[Natural-language object grounding data]
╭──
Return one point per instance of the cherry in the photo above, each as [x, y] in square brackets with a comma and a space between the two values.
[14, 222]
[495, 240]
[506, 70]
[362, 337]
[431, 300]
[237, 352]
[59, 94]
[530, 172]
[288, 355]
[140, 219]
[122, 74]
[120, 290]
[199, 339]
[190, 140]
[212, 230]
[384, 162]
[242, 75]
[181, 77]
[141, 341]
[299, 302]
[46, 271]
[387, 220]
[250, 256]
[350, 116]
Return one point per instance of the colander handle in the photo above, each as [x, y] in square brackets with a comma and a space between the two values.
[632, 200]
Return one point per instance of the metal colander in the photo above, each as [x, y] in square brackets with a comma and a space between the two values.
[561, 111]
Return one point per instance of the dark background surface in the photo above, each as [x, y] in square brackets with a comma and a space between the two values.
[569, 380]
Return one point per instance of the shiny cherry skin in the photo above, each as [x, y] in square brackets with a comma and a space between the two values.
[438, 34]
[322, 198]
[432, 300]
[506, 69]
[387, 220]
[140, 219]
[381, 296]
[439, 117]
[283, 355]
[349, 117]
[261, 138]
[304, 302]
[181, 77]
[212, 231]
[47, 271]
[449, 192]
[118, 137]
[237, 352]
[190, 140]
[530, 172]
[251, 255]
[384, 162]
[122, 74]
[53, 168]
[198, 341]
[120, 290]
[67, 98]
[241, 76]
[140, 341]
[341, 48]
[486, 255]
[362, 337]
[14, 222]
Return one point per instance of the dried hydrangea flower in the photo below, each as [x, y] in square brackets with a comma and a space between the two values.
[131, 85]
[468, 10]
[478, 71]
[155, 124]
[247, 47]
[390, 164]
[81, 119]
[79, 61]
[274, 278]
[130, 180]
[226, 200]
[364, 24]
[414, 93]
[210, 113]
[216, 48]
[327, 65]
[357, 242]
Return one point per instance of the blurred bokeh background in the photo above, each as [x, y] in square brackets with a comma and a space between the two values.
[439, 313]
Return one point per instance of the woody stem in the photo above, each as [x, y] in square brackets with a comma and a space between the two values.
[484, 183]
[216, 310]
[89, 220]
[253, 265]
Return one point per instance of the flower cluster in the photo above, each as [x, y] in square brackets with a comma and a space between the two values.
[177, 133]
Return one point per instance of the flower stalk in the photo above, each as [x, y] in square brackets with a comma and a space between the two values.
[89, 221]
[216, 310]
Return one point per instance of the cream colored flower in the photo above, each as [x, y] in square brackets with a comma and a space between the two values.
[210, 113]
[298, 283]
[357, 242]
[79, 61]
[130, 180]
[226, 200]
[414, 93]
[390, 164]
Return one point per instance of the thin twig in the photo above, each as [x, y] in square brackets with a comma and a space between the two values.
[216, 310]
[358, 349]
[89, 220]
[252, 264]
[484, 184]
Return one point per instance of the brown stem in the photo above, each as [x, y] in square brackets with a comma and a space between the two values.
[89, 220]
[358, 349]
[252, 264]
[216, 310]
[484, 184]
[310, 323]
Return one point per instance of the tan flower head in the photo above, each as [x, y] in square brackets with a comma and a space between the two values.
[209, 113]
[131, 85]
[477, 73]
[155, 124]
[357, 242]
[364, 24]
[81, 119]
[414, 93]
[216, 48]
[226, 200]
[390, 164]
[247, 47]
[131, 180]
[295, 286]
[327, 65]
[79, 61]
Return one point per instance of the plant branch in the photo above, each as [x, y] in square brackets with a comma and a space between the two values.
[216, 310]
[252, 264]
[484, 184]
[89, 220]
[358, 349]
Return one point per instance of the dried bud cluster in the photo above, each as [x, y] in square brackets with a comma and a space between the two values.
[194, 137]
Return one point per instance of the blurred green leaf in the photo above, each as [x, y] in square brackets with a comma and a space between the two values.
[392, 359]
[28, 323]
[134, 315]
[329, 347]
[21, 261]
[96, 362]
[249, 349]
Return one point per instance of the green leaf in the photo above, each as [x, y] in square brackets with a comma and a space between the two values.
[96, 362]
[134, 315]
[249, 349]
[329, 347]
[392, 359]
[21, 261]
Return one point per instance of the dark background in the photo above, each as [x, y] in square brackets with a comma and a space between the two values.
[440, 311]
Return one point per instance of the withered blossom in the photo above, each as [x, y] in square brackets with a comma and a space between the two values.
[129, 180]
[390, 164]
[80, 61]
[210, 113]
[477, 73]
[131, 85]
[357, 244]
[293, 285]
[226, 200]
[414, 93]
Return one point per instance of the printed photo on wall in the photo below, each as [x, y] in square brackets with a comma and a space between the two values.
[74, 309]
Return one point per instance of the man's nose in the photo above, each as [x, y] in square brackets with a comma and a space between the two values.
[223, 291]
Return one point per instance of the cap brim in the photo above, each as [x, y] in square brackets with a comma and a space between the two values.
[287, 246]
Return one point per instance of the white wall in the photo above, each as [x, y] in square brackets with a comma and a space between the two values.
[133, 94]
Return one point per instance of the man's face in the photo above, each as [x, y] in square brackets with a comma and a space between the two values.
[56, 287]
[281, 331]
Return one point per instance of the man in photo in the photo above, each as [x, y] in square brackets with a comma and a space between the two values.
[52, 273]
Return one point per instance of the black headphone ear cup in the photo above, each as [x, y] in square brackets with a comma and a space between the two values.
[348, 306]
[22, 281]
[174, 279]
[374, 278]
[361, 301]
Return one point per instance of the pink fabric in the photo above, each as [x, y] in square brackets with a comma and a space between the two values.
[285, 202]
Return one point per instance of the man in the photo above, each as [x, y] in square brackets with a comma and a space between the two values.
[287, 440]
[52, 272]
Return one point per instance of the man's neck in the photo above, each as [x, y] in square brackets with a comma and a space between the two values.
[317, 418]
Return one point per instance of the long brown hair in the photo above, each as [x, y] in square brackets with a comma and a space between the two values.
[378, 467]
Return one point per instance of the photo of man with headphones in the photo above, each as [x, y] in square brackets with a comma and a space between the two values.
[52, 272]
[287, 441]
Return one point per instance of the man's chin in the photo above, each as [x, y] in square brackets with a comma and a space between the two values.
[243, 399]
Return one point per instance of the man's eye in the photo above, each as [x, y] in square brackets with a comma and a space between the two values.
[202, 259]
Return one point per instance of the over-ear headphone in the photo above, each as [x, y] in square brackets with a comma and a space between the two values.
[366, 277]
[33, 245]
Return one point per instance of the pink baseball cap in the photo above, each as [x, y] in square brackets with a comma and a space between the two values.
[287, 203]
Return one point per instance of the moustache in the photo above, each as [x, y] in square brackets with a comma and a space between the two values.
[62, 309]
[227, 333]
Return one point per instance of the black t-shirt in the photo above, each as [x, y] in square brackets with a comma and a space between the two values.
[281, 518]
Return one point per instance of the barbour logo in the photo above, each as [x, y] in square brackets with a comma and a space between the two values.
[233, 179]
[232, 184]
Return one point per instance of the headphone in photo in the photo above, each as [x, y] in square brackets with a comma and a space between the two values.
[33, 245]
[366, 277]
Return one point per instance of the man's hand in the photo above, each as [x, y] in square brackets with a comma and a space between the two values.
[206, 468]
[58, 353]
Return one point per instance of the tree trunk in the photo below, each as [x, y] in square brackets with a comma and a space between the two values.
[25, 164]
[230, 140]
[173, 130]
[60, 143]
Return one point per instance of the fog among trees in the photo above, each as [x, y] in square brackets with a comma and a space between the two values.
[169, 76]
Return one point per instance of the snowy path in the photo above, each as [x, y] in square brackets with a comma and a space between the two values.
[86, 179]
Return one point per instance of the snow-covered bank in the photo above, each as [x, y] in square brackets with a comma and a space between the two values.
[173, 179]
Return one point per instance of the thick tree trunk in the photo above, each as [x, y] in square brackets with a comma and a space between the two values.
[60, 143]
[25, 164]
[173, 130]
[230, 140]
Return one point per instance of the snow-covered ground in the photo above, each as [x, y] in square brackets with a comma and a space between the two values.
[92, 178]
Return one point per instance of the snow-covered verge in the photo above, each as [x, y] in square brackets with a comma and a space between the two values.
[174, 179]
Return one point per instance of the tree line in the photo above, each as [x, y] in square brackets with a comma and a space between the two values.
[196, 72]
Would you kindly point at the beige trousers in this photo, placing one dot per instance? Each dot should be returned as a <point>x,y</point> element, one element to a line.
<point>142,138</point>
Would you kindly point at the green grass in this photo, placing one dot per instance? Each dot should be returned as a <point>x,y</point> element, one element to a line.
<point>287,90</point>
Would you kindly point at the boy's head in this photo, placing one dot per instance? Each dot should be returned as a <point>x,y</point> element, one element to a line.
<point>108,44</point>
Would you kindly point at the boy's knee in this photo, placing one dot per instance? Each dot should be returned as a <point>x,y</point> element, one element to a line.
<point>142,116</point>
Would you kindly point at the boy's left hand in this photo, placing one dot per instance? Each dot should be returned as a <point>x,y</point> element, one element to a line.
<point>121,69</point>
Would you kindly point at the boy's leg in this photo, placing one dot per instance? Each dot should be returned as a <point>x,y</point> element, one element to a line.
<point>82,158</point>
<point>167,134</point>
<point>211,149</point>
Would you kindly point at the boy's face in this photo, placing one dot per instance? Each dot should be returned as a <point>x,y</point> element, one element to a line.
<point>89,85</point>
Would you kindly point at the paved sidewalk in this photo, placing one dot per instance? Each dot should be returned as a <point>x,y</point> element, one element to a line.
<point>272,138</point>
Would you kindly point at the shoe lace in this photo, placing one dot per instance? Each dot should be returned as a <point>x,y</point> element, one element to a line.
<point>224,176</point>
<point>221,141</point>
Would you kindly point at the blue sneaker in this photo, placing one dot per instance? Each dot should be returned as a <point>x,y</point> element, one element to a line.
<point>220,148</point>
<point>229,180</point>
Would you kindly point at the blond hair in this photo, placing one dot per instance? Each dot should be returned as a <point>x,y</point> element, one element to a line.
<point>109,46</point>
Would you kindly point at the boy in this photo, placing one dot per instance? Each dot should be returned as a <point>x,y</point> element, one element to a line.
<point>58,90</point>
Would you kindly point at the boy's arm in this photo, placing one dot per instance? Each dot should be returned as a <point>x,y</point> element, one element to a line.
╰──
Copy exactly. The range runs from the line containing "Would you kindly point at the blond" through the last line of the data.

[PROBLEM SOLUTION]
Would you kindly point at the blond hair in this photo, placing one dot per instance? Each dot should be returned as a <point>x,y</point> element, one element to a line.
<point>109,46</point>
Would you kindly point at the boy in this photo, placing one dot per instance? Each dot should be returned as a <point>x,y</point> element, one element to a line.
<point>58,90</point>
Would you kindly point at the boy's arm in this photo, placing one dot per instance? Each dot should be returned as a <point>x,y</point> element, one element to a line.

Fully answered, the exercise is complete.